Try it:
Whenever a line in the records below holds the string "seated", copy it out.

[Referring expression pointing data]
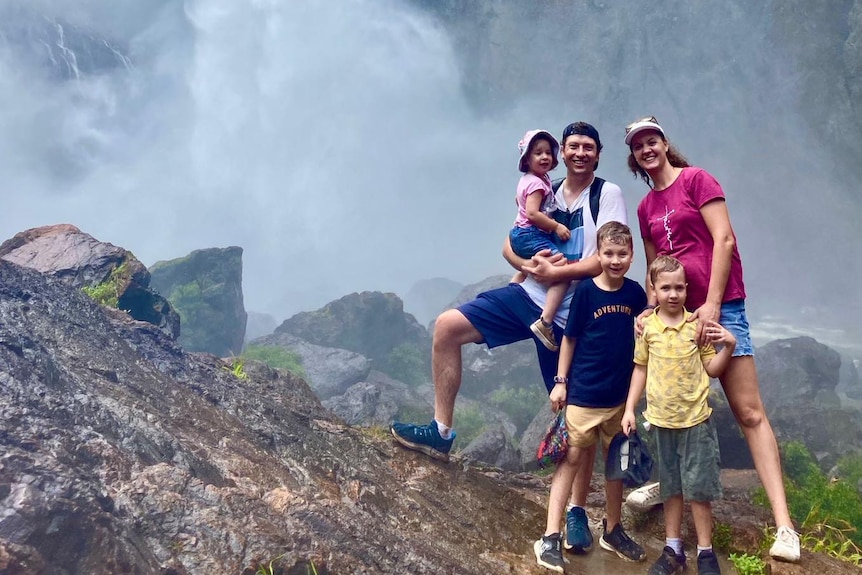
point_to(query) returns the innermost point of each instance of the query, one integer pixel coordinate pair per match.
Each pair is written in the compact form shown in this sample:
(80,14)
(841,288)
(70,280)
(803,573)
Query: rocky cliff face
(369,323)
(81,261)
(123,453)
(206,288)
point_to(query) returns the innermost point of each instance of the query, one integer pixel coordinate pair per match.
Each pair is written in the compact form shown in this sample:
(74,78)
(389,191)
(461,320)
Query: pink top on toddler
(533,184)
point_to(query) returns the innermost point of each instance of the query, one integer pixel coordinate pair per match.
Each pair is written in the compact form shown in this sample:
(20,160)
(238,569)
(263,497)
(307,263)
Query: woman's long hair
(676,159)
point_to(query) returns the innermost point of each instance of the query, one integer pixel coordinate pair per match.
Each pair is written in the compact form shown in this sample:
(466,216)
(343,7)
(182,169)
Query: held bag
(552,449)
(629,460)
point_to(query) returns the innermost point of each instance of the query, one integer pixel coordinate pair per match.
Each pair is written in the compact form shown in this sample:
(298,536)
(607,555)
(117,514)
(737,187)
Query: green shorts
(688,462)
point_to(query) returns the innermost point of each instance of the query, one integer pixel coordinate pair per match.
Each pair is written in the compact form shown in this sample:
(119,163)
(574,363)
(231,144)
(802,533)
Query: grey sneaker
(707,563)
(786,546)
(579,538)
(549,553)
(618,541)
(668,563)
(545,334)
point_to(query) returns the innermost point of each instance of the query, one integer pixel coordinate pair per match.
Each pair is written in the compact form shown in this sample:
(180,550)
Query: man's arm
(547,272)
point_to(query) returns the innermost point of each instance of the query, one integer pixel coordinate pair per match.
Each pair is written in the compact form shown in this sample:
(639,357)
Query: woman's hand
(563,232)
(558,397)
(708,312)
(639,321)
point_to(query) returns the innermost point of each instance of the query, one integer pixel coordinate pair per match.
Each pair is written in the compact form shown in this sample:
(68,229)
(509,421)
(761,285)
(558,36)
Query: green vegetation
(827,511)
(722,537)
(520,404)
(237,368)
(746,564)
(107,293)
(276,358)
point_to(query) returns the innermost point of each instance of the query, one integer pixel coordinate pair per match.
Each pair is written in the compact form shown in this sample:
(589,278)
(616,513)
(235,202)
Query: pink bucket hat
(528,138)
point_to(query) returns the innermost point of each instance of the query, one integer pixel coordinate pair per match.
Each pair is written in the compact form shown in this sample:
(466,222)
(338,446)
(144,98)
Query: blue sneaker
(579,538)
(424,438)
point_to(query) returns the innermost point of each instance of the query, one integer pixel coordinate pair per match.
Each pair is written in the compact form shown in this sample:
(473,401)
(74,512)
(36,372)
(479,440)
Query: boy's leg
(701,512)
(614,538)
(561,485)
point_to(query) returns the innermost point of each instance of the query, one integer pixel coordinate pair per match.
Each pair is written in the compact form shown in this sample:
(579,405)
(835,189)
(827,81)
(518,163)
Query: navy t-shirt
(602,322)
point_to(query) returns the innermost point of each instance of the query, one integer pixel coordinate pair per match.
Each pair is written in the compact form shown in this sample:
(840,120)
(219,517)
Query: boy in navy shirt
(592,384)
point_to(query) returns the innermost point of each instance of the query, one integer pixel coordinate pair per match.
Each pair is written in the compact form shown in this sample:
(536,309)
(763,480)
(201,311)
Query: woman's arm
(717,221)
(650,252)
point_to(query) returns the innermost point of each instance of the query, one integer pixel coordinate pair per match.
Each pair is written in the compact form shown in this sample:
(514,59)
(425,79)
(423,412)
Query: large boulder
(125,453)
(494,447)
(375,401)
(330,371)
(79,260)
(797,372)
(205,287)
(370,323)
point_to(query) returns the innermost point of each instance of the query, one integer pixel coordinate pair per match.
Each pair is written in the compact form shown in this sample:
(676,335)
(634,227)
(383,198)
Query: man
(503,316)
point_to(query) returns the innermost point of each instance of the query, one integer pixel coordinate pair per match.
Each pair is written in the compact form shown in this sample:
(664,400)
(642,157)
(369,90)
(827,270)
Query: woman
(685,215)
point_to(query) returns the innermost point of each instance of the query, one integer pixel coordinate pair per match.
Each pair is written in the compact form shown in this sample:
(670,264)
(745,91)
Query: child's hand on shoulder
(715,333)
(563,232)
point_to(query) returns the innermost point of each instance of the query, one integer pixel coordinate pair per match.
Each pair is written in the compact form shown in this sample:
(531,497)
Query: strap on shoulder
(595,196)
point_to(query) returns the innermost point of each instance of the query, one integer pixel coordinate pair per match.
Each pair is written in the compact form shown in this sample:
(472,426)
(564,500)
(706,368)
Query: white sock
(702,549)
(444,431)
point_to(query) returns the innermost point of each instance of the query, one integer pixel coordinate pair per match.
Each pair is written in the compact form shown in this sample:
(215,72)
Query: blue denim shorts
(734,320)
(503,316)
(527,242)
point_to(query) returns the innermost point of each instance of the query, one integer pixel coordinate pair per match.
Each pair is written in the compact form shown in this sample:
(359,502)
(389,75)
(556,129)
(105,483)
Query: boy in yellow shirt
(675,372)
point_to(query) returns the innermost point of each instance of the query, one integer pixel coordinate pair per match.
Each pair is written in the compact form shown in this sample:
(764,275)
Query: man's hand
(563,232)
(542,266)
(708,312)
(558,397)
(629,423)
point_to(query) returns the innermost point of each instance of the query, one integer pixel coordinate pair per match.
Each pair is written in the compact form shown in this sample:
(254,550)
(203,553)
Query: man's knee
(750,415)
(453,328)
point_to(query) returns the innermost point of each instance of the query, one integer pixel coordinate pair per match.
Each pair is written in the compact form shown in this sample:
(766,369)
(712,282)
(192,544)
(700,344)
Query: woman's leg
(743,393)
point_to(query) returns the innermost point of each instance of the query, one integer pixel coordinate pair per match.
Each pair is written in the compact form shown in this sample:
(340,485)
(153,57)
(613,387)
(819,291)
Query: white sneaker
(786,546)
(644,498)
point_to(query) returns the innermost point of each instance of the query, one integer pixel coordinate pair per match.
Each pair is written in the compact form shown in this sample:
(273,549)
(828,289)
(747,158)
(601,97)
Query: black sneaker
(707,563)
(620,543)
(549,553)
(424,438)
(668,563)
(579,539)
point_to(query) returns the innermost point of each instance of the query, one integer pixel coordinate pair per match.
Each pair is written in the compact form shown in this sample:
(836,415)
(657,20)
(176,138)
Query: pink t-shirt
(533,184)
(671,220)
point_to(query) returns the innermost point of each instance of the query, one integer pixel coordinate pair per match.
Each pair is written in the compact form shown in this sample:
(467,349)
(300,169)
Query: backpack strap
(595,195)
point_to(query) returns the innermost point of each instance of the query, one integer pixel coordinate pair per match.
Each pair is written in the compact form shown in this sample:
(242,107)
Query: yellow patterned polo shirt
(677,385)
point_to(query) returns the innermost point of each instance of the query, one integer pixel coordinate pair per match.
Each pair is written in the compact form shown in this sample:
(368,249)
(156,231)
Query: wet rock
(205,287)
(494,447)
(329,371)
(79,260)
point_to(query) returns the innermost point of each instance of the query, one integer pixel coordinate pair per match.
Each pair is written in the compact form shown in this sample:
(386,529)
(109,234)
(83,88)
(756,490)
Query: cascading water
(369,144)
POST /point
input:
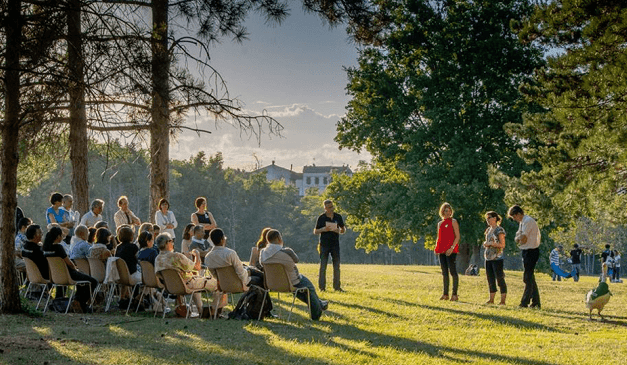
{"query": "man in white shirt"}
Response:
(528, 240)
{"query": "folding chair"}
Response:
(97, 271)
(82, 265)
(149, 278)
(276, 280)
(228, 283)
(125, 280)
(60, 275)
(175, 285)
(35, 278)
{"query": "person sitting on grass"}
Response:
(275, 253)
(187, 269)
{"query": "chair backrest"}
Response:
(254, 256)
(228, 281)
(97, 269)
(173, 282)
(125, 275)
(276, 278)
(185, 246)
(59, 272)
(148, 275)
(33, 273)
(82, 265)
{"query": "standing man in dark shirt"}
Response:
(575, 259)
(329, 226)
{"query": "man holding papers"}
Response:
(329, 226)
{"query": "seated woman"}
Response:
(52, 248)
(100, 249)
(262, 242)
(147, 251)
(127, 251)
(187, 269)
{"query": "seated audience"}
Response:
(53, 248)
(260, 245)
(94, 215)
(188, 232)
(187, 269)
(32, 249)
(81, 246)
(199, 243)
(100, 248)
(127, 251)
(222, 256)
(147, 251)
(275, 253)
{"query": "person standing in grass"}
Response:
(528, 240)
(493, 254)
(446, 248)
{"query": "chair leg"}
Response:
(71, 296)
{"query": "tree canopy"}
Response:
(430, 104)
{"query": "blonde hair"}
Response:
(444, 206)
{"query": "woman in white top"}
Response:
(164, 218)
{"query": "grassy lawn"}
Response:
(389, 315)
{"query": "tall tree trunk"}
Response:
(160, 126)
(78, 116)
(9, 292)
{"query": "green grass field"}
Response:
(388, 315)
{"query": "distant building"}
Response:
(312, 176)
(320, 176)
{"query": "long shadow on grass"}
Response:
(491, 317)
(377, 340)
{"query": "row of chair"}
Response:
(276, 280)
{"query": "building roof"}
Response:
(326, 169)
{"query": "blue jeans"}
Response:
(316, 306)
(325, 250)
(576, 270)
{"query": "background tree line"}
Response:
(242, 203)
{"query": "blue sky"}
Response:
(294, 71)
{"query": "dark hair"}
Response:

Answer section:
{"query": "seated woman"}
{"query": "seated audience"}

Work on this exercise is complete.